PROBLEM STATEMENT >>
Reproduce the records exactly.

MATERIAL PROVIDED >>
__________
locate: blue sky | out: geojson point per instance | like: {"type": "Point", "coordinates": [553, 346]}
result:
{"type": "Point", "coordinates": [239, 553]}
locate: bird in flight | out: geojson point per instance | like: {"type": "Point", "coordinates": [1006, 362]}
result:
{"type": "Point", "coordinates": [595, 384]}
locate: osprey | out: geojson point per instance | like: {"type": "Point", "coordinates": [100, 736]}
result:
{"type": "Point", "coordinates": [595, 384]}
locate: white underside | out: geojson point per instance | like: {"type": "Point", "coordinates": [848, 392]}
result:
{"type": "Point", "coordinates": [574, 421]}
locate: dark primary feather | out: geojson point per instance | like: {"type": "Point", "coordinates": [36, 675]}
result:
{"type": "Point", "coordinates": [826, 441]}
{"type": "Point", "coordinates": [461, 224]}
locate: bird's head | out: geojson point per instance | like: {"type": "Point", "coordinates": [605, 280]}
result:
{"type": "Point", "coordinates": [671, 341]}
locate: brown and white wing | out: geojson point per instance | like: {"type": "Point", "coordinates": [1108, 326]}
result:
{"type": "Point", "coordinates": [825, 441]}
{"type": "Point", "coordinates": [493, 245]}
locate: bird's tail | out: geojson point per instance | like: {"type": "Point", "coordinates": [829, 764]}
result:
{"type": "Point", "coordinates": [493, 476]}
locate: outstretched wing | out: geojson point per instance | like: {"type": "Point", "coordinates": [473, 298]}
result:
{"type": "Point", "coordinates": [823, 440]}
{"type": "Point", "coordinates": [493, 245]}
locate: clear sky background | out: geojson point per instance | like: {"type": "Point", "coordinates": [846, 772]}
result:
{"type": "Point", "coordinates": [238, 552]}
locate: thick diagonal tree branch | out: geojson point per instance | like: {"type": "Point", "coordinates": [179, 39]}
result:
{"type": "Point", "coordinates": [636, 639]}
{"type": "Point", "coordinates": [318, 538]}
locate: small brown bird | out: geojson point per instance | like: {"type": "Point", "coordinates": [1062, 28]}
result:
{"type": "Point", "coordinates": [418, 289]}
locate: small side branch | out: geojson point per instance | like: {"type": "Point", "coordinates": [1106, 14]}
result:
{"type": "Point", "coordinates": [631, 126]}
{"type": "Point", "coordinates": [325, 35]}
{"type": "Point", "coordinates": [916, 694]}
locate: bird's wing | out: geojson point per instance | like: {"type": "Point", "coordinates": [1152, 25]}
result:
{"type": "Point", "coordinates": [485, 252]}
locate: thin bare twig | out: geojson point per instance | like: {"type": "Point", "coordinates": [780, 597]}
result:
__________
FULL ANSWER >>
locate: blue sky | out: geojson point per instance | like: {"type": "Point", "coordinates": [553, 346]}
result:
{"type": "Point", "coordinates": [239, 553]}
locate: bird in flight | out: geojson point per instance | like: {"type": "Point", "coordinates": [1006, 362]}
result:
{"type": "Point", "coordinates": [595, 384]}
locate: osprey | out: geojson point per instance | like: {"type": "Point", "coordinates": [100, 736]}
result:
{"type": "Point", "coordinates": [595, 384]}
locate: white underside | out: geojson point per instance | like: {"type": "Point", "coordinates": [848, 392]}
result:
{"type": "Point", "coordinates": [574, 421]}
locate: dark primary feather | out: geojson point per instance | like: {"type": "Point", "coordinates": [36, 675]}
result:
{"type": "Point", "coordinates": [826, 441]}
{"type": "Point", "coordinates": [461, 224]}
locate: bird's head | out: geojson point per instance | like: {"type": "Point", "coordinates": [605, 280]}
result:
{"type": "Point", "coordinates": [671, 341]}
locate: brown and white wing | out: geojson point per instance | like: {"type": "Point", "coordinates": [1108, 326]}
result:
{"type": "Point", "coordinates": [825, 441]}
{"type": "Point", "coordinates": [493, 245]}
locate: bird's tail | out: geojson point per instance | like: {"type": "Point", "coordinates": [829, 764]}
result:
{"type": "Point", "coordinates": [493, 476]}
locate: outstretched wing | out: geojson point per instance | like: {"type": "Point", "coordinates": [473, 298]}
result:
{"type": "Point", "coordinates": [823, 440]}
{"type": "Point", "coordinates": [493, 245]}
locate: clear sky background | out: geojson point per instance | like: {"type": "Point", "coordinates": [846, 772]}
result:
{"type": "Point", "coordinates": [238, 552]}
locate: thick diagonal tree branch | out: geojson point per instance | like: {"type": "Point", "coordinates": [179, 39]}
result:
{"type": "Point", "coordinates": [636, 639]}
{"type": "Point", "coordinates": [318, 538]}
locate: small brown bird | out: geojson point per instance | like: {"type": "Point", "coordinates": [1062, 28]}
result:
{"type": "Point", "coordinates": [418, 289]}
locate: small side branch | out: geojson point per instance | like: {"type": "Point", "coordinates": [1106, 14]}
result:
{"type": "Point", "coordinates": [631, 126]}
{"type": "Point", "coordinates": [325, 35]}
{"type": "Point", "coordinates": [916, 694]}
locate: bird's wing | out: geojson point per instance | like: {"type": "Point", "coordinates": [1152, 25]}
result:
{"type": "Point", "coordinates": [485, 252]}
locate: thin bare twig | out: geojson point per instance | like: {"type": "Point", "coordinates": [780, 597]}
result:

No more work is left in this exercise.